Assignment
Some lines in the material below hold the word "keyboard". Copy all of them.

Available data
★ ★ ★ ★ ★

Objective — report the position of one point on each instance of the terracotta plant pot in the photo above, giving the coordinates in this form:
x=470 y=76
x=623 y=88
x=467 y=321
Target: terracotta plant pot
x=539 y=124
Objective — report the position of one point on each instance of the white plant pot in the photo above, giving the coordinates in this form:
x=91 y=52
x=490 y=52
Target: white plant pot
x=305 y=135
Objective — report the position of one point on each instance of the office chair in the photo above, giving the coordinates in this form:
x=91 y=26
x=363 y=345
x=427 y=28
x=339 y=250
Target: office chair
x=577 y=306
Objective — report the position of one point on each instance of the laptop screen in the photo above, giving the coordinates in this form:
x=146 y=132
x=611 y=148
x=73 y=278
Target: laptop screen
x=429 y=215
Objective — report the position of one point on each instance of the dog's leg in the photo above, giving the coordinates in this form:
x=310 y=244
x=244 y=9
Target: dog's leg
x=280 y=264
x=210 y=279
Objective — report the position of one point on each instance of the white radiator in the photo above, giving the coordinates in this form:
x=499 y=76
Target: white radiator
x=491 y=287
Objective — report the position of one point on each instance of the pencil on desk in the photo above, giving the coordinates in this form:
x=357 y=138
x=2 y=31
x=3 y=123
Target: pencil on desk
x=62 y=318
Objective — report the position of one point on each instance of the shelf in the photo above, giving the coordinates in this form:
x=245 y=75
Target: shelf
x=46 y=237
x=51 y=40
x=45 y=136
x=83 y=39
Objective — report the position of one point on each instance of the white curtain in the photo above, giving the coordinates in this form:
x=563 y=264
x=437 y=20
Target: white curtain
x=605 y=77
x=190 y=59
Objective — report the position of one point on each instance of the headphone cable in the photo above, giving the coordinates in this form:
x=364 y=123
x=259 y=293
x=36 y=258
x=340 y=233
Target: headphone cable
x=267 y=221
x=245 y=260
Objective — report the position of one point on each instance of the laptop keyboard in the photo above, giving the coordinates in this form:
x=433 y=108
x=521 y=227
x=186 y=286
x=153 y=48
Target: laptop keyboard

★ ★ ★ ★ ★

Solution for this problem
Objective — report the position of one point on each instance of the laptop keyboard in the photo above, giving the coordinates in this form:
Target: laptop keyboard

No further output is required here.